§ **WHAT YOU SHOULD DO**: The lines that make up this material should each be returned exactly.

§ **DATASET EXTRACT**:
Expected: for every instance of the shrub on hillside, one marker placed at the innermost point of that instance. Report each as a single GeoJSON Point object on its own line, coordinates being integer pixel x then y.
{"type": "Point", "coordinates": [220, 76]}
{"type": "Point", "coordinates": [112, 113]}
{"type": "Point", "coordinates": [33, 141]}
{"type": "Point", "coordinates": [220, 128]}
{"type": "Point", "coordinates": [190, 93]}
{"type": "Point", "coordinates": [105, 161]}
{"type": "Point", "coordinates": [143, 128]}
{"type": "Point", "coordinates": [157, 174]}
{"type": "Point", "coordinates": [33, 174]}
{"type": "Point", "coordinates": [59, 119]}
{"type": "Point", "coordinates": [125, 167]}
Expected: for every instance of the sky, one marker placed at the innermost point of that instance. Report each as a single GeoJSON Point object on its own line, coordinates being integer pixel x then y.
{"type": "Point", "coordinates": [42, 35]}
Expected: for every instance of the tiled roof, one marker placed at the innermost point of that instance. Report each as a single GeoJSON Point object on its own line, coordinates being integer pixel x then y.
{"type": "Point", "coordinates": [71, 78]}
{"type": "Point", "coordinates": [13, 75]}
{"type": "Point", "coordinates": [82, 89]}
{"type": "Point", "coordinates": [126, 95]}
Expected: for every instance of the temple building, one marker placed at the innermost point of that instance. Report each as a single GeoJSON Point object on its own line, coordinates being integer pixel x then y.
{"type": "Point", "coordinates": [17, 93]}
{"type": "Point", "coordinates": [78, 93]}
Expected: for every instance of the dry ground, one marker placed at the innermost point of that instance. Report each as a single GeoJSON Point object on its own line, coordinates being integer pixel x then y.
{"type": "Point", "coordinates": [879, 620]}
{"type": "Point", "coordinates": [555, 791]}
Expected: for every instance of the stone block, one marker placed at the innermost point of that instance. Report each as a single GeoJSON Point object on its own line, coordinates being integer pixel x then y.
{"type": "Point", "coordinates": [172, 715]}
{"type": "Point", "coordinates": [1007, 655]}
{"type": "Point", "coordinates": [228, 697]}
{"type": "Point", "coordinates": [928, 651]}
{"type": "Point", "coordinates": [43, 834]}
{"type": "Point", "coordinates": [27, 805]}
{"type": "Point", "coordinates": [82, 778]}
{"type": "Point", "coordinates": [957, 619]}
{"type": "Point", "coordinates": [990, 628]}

§ **SOLVED PROBLEM**:
Expected: for every instance of the shrub on hillside, one marker placed at the innermost point of that instance. Report each as a single GeoJSON Point object on its own line, coordinates being integer pixel x then y.
{"type": "Point", "coordinates": [220, 76]}
{"type": "Point", "coordinates": [112, 113]}
{"type": "Point", "coordinates": [33, 141]}
{"type": "Point", "coordinates": [220, 128]}
{"type": "Point", "coordinates": [190, 93]}
{"type": "Point", "coordinates": [105, 161]}
{"type": "Point", "coordinates": [143, 128]}
{"type": "Point", "coordinates": [157, 174]}
{"type": "Point", "coordinates": [33, 174]}
{"type": "Point", "coordinates": [59, 119]}
{"type": "Point", "coordinates": [125, 167]}
Expected: for every instance of the sky, one marker placed at the innermost point of that instance. Report each as a single GeoJSON Point object on its own line, coordinates being integer pixel x then y.
{"type": "Point", "coordinates": [42, 35]}
Expected: for every instance of the tiled roof, one marker placed at the innermost point of that instance. Report each as a single GeoJSON Point object on its own line, coordinates being integer pixel x then y.
{"type": "Point", "coordinates": [71, 78]}
{"type": "Point", "coordinates": [13, 75]}
{"type": "Point", "coordinates": [82, 89]}
{"type": "Point", "coordinates": [126, 95]}
Expected: for every instance of the temple building, one marker placed at the innermost point of that instance. Report each as a single GeoJSON Point object on its own line, coordinates being integer pixel x then y.
{"type": "Point", "coordinates": [17, 93]}
{"type": "Point", "coordinates": [78, 93]}
Expected: for every instance of the dry ground, one marker placed at the innermost point of that instance. Report each as a single GeoJSON Point object on its own line, coordinates being integer pixel x then y.
{"type": "Point", "coordinates": [879, 620]}
{"type": "Point", "coordinates": [555, 791]}
Expected: for every instance of the stone block, one marker placed at the innermost point of that instance. Report each as a single GeoJSON Point object on its own line, coordinates being integer pixel x then y.
{"type": "Point", "coordinates": [172, 715]}
{"type": "Point", "coordinates": [1007, 655]}
{"type": "Point", "coordinates": [228, 697]}
{"type": "Point", "coordinates": [928, 651]}
{"type": "Point", "coordinates": [43, 834]}
{"type": "Point", "coordinates": [27, 805]}
{"type": "Point", "coordinates": [82, 778]}
{"type": "Point", "coordinates": [957, 619]}
{"type": "Point", "coordinates": [990, 628]}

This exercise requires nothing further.